■ TEXT BLOCK
= = =

[Feature] Minimal IUCLID export (#338)

This is an initial implementation that creates a working minimal .i6z document.
It passes schema validation and can be imported into IUCLID.

Caveat:
IUCLID files target individual compounds.
Pathway is not actually covered by the format.

It can be added in either soil or water and soil OECD endpoints.
**I currently only implemented the soil endpoint for all data.**

This sort of works, and I can report all degradation products in a pathway (not a nice view, but we can report many transformation products and add a diagram attachment in the future).

Adding additional information is an absolute pain, as we need to explicitly map each type of information to the relevant OECD field.
I use the XSD scheme for validation, but unfortunately the IUCLID parser is not fully compliant and requires a specific order, etc.

= = =

■ INFORMATION PROVIDED
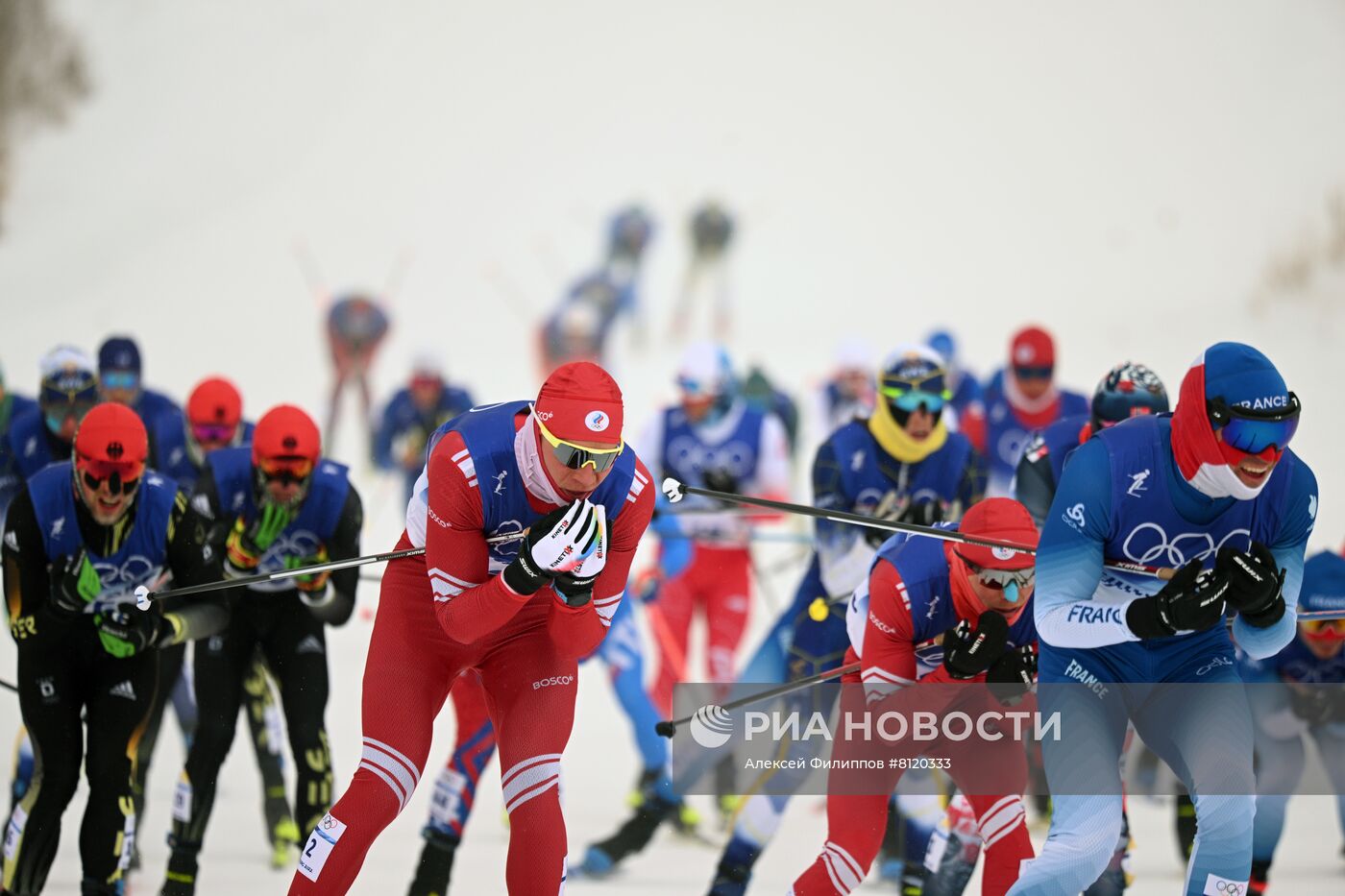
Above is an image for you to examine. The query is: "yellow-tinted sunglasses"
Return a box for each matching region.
[537,420,625,472]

= = =

■ TO DO
[A] Which all-capital acronyms appear in the IUCLID export description? List each one once.
[B] Continue the IUCLID export description, beginning right after its last sentence.
The lines come from a separate source.

■ SOLVED PROBLEMS
[A] IUCLID, OECD, XSD

[B]
The workflow is: finding the AI structure from the XSD scheme -> make the scheme validation pass -> upload to IUCLID to get obscure error messages -> guess what could be wrong -> repeat 💣

New specifications get released once per year, so we will have to update accordingly.
I believe that this should be a more expensive feature, as it requires significant effort to uphold.

Currently implemented for root compound only in SOIL:

- Soil Texture 2
- Soil Texture 1
- pH value
- Half-life per soil sample / scenario (mapped to disappearance; not sure about that).
- CEC
- Organic Matter (only Carbon)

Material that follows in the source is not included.